▶ **Your goal**
Lines from the entries below that hold "parked" form the answer; copy all of them.

╭─ Data to examine

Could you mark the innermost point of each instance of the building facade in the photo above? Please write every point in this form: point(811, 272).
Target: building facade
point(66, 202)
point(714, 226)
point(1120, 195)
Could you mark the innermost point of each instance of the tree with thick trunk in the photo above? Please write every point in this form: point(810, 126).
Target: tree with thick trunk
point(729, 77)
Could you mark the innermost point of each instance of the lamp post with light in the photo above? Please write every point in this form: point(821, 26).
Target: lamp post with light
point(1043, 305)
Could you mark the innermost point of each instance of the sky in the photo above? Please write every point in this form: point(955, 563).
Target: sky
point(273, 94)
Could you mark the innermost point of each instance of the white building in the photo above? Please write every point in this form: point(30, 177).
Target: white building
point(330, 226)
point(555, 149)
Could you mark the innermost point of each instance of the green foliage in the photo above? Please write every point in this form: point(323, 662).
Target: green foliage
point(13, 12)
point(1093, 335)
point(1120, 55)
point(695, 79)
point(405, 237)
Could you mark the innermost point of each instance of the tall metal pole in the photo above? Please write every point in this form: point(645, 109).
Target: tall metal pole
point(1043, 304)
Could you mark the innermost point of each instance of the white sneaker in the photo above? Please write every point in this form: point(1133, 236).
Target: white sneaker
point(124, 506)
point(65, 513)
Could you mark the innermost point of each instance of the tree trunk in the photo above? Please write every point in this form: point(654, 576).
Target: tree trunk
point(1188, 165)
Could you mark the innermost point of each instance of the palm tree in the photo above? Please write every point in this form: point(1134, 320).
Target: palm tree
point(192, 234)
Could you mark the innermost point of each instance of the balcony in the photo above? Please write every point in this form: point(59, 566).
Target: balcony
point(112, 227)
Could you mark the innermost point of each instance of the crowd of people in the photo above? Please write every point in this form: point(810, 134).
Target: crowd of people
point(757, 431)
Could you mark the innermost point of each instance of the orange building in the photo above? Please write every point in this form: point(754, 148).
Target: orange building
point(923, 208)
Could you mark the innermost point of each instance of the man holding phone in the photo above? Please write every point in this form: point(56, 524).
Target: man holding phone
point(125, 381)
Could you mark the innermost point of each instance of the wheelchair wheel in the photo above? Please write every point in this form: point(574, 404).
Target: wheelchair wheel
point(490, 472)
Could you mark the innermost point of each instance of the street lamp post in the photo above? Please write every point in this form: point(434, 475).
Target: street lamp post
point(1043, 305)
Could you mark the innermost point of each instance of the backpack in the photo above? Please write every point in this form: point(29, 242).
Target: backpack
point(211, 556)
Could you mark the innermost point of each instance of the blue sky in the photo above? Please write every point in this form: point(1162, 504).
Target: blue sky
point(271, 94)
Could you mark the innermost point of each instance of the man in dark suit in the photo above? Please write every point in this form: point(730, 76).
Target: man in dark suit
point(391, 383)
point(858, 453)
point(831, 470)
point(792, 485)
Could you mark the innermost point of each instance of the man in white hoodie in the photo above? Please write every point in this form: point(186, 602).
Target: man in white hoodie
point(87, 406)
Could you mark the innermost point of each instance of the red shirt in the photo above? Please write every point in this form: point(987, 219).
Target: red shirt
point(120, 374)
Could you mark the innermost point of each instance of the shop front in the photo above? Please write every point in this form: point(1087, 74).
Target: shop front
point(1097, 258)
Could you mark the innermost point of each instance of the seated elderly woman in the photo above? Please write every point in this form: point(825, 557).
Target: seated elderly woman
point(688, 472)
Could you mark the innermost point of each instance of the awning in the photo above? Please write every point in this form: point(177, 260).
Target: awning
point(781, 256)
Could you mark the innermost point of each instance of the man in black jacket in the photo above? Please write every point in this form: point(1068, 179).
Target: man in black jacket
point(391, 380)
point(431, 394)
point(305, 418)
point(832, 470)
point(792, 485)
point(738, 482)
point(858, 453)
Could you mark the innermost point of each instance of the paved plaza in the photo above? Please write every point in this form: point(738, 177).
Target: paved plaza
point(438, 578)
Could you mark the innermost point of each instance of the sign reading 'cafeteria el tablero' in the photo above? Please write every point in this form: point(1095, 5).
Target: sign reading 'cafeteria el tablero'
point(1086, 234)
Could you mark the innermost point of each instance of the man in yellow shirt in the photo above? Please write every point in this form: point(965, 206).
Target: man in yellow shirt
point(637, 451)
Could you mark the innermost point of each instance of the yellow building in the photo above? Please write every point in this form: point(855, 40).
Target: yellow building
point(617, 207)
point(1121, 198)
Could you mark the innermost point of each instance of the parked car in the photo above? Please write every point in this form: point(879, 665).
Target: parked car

╰─

▶ **Reply to the exercise**
Could you mark the innermost point of each instance of the parked car in the photo above? Please write every point in this form: point(879, 665).
Target: parked car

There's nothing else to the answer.